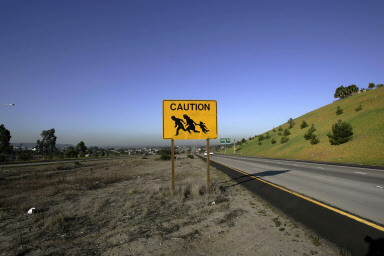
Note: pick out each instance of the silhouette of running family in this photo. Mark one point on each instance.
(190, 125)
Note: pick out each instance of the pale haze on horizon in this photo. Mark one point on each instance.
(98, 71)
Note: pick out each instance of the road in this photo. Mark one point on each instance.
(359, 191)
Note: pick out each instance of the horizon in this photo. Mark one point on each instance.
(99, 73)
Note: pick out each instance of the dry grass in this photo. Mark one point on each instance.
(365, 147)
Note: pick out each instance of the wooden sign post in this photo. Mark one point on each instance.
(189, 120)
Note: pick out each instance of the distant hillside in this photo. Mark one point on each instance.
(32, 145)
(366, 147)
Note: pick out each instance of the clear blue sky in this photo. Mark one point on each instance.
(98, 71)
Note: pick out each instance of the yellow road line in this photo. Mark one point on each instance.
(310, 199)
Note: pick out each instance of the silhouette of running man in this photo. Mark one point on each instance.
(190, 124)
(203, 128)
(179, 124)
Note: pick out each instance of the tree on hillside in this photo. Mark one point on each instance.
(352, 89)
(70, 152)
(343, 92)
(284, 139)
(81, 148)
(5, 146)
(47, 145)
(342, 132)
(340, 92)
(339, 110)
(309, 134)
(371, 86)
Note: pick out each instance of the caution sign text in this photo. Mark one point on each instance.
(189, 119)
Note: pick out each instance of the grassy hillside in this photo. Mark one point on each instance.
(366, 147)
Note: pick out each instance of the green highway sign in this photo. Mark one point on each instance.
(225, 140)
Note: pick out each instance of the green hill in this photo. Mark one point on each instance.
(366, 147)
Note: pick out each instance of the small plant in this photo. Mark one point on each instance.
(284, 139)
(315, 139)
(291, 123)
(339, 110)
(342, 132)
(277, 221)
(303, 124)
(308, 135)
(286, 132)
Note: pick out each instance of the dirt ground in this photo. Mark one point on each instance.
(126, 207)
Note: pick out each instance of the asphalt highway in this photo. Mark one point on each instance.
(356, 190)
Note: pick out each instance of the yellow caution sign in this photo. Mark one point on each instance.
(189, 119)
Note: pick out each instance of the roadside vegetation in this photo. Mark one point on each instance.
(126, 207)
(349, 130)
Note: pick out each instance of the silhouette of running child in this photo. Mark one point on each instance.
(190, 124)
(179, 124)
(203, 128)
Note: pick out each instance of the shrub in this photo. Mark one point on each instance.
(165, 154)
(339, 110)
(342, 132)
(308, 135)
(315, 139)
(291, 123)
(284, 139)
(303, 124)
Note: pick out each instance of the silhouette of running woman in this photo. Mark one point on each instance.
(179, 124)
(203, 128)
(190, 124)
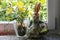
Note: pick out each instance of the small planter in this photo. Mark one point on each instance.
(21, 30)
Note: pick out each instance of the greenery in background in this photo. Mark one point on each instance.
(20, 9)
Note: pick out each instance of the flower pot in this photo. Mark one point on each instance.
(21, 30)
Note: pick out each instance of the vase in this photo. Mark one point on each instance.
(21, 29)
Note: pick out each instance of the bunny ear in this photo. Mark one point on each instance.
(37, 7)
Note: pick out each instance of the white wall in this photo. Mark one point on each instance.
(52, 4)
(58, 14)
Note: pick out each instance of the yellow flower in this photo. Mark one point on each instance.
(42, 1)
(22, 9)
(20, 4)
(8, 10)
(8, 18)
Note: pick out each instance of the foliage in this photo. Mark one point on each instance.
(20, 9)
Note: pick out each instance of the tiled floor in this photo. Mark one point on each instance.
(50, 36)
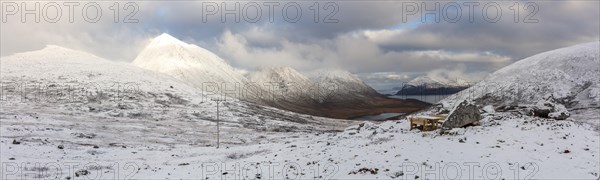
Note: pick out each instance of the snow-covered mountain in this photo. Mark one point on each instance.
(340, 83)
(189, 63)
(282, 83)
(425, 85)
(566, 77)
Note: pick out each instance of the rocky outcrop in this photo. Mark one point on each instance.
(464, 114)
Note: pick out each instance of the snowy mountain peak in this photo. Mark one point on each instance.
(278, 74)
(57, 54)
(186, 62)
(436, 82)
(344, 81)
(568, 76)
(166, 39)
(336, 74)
○ ○ ○ ○
◆ What the task asks
Please rewrite every line starting at the one that contains "Note: pick out each instance of the snow-covered" and ending at the last line of the items, including the requests, and shift each point coordinate by adding 25 to both of its numbers.

◆ Correct result
Note: pick out each instance of the snow-covered mountain in this photo. Mark one point on each instance.
(365, 108)
(214, 88)
(307, 108)
(450, 110)
(591, 102)
Note: pick out each instance of the rocky outcrop in this photo. Mark one point on each instance.
(489, 139)
Note: pick out each instance of the snowy mountain peak in this photo. Mark one point on each instance.
(303, 99)
(82, 79)
(211, 87)
(461, 107)
(369, 106)
(593, 101)
(191, 64)
(361, 99)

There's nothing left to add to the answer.